• Task to complete
The span to repeat in the listing below runs from the line containing "Mark one point on every instance of the rock" to the line containing "Mark one point on every instance of the giraffe ear", inclusive. Repeat it exactly, and only it.

■ ■ ■ ■

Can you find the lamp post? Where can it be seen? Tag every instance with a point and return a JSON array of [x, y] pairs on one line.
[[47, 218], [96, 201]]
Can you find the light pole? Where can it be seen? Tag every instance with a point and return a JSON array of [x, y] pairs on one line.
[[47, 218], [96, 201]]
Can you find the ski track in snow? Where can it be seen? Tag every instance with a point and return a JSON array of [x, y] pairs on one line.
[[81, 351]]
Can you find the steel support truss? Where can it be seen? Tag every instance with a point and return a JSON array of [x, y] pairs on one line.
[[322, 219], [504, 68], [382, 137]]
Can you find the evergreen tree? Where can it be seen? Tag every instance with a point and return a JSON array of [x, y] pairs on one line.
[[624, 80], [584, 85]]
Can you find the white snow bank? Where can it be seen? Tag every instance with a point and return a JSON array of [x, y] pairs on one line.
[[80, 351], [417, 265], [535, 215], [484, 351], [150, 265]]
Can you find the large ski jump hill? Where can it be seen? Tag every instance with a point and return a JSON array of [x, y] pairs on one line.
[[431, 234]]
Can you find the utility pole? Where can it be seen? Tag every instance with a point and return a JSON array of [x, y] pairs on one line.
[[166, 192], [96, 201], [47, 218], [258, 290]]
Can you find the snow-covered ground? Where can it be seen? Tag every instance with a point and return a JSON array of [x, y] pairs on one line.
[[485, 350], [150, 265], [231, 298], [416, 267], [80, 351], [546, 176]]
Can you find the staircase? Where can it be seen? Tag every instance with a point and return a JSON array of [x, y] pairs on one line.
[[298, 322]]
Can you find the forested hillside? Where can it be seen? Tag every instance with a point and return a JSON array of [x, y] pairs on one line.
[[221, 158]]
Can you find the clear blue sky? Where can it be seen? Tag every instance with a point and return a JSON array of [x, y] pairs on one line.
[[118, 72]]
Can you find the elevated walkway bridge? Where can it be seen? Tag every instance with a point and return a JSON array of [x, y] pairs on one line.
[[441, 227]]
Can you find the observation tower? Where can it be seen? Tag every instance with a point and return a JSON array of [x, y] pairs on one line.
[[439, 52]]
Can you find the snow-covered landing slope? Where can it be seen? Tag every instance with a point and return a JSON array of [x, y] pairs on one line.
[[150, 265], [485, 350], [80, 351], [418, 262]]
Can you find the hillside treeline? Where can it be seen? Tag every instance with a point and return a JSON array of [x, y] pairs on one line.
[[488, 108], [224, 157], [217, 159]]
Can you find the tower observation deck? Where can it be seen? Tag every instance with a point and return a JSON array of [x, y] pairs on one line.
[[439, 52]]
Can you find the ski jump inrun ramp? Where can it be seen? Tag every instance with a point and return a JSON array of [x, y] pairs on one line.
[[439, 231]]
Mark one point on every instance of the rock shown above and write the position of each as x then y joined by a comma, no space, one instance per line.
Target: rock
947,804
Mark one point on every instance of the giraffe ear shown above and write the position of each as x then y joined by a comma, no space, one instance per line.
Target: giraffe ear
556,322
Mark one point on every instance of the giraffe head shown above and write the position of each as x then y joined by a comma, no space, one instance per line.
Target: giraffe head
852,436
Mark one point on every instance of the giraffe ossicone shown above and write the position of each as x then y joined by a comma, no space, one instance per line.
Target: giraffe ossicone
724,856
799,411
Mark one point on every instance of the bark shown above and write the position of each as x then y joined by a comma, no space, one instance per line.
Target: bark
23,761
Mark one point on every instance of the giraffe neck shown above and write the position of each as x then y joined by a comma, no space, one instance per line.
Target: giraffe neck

■ ■ ■ ■

• Answer below
Mark one point on every instance of the rock shown above and write the position of each as x then y joined by a comma, no space, one instance per line.
Target: rock
947,804
Mark one point on every instance of the giraffe ear shown above and write the position of each as x then y joined by a comma, no space, one instance per line.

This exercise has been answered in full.